_Exercise requirements:_
(1) In the article on emerging markets and the US election, what reached its highest level since June last week?
(2) Pick up the article about emerging-market investors awaiting the US election results and continue writing it from its final sentence.

_Given text:_
»»

Emerging-market dip buyers can’t wait for US election results
03 Nov 2020, 04:10 GMT+10
The risks across emerging markets would be enough to occupy the minds of traders even in a normal week – from debt sustainability and increased fiscal pressures to rising Covid-19 infection rates and geopolitical tensions.
But none of these will come close to capturing their attention as much as the result and aftermath of Tuesday’s US election and what it means for global risk appetite.
Gauges of developing-nation stocks, currencies and local bonds had their worst weekly performance in more than a month in the five days through to last Friday as concerns over an unclear or contested outcome grew amid a surge in Covid-19 infections and record early voting.
Investors have already positioned for a Democratic sweep of both the White House and Congress which will allow them to pass significant fiscal stimulus, lifting developing-nation currencies to a fifth month of gains in October, the best streak since 2017.
A series of polls released Sunday showed Democratic nominee Joe Biden leads President Donald Trump nationally and in battleground states, although some state races remain extremely close.
“As general nervousness levels rise – absent a blue wave or Democratic sweep – the prospect of a contested election is real,” said Ehsan Khoman, the head of Middle Eastern research at MUFG Bank in Dubai. “Such an outcome, which is far from a tail risk and, critically, how to hedge against this prospect, is top of the mind for emerging-market investors.”
Last week’s sell-off in technology stocks and fresh coronavirus-related lockdowns across Europe are also adding to investors’ caution. Underscoring those anxieties, a measure of implied volatility for emerging-market stocks last week reached the highest level since June.

««

_Information supplied:_
»»

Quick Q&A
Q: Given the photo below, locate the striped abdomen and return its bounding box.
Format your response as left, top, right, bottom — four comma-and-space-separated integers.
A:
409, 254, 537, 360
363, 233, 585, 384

««

_Expected outputs:_
(1) A measure of implied volatility for emerging-market stocks.

(2)
For some bulls though, any pullback in the market would offer a buying opportunity as they wager on an economic recovery and the prospect of a Covid-19 vaccine next year.
“The US election is obviously a big event risk, but irrespective of the outcome, global fiscal taps are wide open and a Covid vaccine is not far,” said Nader Naeimi, head of dynamic markets at AMP Capital Investors in Sydney. “Further weakness in emerging-market stocks is likely, but that will be a once-in-a-generation opportunity to get on board the markets and sectors that have been left behind.”
Investors will also turn to central-bank decisions this week for clues on the next phase. The Federal Reserve is widely expected to hold fire on any additional stimulus measures in the midst of the election. Elsewhere, central banks in Malaysia, Poland and the Czech Republic will also decide on policy.
Volatility in oil prices may also provide some bumps in the week ahead. Oil clawed back earlier losses amid signals that a key OPEC ally is in discussions about possibly postponing the group’s planned output hike in January.